### Exercise aim
Nothing belongs in the answer except the lines of the material that include "spear".

### Data supplied
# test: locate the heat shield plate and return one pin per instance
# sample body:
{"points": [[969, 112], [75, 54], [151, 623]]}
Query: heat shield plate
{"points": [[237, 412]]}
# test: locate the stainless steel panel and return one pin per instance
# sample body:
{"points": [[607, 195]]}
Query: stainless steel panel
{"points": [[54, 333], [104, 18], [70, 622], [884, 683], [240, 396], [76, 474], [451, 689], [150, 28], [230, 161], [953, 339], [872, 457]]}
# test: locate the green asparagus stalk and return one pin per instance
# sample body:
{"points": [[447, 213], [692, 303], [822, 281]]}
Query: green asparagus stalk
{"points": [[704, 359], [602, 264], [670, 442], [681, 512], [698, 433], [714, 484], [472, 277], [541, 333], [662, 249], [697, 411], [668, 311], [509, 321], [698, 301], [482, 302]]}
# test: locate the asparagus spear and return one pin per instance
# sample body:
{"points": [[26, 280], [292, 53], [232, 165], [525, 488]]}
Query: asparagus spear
* * *
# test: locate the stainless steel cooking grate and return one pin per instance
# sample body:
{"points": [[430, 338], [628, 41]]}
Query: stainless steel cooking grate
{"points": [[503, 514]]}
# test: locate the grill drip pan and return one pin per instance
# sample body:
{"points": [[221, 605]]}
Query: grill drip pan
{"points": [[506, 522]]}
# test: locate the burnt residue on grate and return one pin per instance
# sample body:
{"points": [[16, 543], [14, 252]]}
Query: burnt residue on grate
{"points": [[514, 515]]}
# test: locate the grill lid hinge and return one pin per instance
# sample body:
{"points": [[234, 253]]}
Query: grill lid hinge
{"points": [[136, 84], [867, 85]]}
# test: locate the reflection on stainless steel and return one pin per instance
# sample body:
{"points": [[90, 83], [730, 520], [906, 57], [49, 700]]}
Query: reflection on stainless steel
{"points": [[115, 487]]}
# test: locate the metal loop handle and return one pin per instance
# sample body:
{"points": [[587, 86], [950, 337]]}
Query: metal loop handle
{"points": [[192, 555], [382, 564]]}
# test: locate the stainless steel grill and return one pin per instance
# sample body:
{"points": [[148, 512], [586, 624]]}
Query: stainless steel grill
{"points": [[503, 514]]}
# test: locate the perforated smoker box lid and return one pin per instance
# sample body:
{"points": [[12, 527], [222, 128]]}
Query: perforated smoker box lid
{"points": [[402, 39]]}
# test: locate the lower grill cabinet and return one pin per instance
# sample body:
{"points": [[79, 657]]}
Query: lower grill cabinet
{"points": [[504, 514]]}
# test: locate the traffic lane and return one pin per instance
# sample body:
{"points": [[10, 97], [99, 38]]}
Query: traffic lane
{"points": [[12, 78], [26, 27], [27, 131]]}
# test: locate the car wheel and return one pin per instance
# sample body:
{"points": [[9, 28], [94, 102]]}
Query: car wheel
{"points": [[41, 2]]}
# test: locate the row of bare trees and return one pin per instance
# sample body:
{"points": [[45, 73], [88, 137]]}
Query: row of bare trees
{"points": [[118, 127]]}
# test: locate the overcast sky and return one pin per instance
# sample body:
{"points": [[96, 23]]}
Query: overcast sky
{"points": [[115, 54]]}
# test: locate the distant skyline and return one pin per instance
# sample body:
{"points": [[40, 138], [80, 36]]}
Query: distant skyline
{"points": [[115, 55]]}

### Solution below
# test: locate the asparagus spear and return one pin per instance
Query: asparagus spear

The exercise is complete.